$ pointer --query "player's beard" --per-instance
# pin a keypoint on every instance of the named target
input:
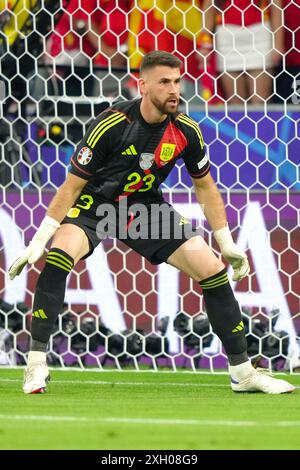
(166, 107)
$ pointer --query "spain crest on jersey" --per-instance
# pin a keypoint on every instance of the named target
(146, 160)
(85, 156)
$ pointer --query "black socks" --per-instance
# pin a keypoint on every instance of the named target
(225, 316)
(49, 297)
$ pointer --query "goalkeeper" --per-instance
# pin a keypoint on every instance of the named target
(126, 154)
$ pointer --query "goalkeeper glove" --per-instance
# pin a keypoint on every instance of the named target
(231, 252)
(36, 247)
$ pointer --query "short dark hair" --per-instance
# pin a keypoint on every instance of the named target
(154, 58)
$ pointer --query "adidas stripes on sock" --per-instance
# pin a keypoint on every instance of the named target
(49, 295)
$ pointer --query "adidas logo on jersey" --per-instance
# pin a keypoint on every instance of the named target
(130, 151)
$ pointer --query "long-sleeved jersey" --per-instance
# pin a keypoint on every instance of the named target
(121, 155)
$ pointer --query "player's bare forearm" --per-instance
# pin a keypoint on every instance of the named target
(211, 201)
(65, 197)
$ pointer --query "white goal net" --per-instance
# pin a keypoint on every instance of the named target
(61, 63)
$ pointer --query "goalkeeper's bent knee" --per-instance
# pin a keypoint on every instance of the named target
(224, 313)
(50, 294)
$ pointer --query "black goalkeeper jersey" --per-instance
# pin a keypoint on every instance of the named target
(121, 155)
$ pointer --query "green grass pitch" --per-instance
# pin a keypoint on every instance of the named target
(144, 410)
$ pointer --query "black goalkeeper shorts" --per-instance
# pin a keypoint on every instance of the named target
(153, 230)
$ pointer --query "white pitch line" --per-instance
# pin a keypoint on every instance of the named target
(151, 421)
(143, 384)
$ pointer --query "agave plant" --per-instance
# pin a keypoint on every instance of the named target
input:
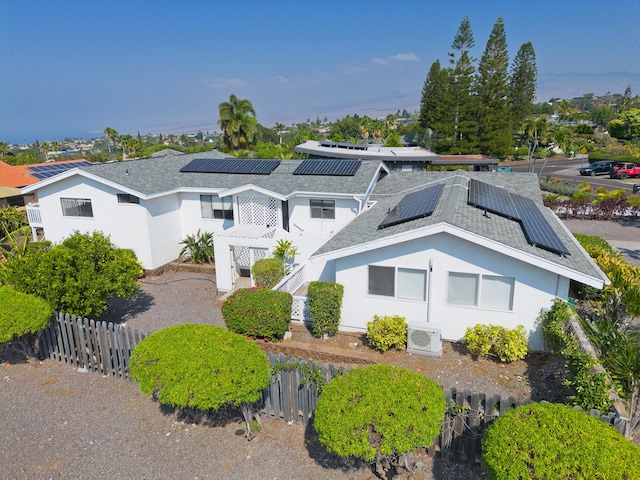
(198, 247)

---*---

TASK PROMPT:
Since the listing holds pictures, return everything else in it exactly and omit those.

ANSWER BOX:
$ pointer --query "player's beard" --per-instance
# pin a keypoint on every instance of the named target
input:
(166, 107)
$ pointer --query "spain crest on jersey" --per-instance
# pin a keypoint on every instance of the named target
(146, 160)
(85, 156)
$ pointer --query "black socks" --per-instance
# pin a keypoint on every instance of the named target
(225, 316)
(49, 297)
$ pointer --query "goalkeeper" --per-instance
# pin a keypoint on every instance of the named target
(126, 154)
$ pointer --query "goalkeeper glove" --per-instance
# pin a keypoint on every instance of the named target
(231, 252)
(36, 247)
$ pointer --query "short dark hair" --per-instance
# pin a keypoint on every instance of the named target
(154, 58)
$ pointer --query "adidas stripes on sock" --per-instance
# pin a keypoint on every instance of the named target
(49, 295)
$ pointer --query "adidas logo on jersey" --per-instance
# pin a keypoint on every instance of the named target
(130, 151)
$ pointer --query "long-sleeved jersey" --per-instance
# pin a keypoint on every instance of the named target
(121, 155)
$ pointer --query "player's bare forearm" --per-instance
# pin a keypoint on every instance of the named target
(211, 201)
(65, 197)
$ pointer --query "white goal net" --per-instance
# pin a keypoint on every instance of the named target
(61, 63)
$ pointer --query "goalkeeper's bent knee" --per-instance
# pin a keypoint on every instance of the named target
(224, 313)
(50, 294)
$ pointer --query "black goalkeeper jersey" --per-instance
# pin a keypoint on every instance of the named target
(121, 155)
$ pointer --query "green grass pitch" --per-instance
# pin a keypoint on every instance of the named target
(144, 410)
$ pointer --query "black goalkeeper shorts" --per-instance
# pin a keypoint on every instance of the named target
(153, 230)
$ pointer --query "white pitch line" --per-instance
# pin a keypoint on every instance of the named target
(151, 421)
(143, 384)
$ pointer --query "agave plant" --per-instance
# pin a keypoint on every instance of the named target
input:
(198, 247)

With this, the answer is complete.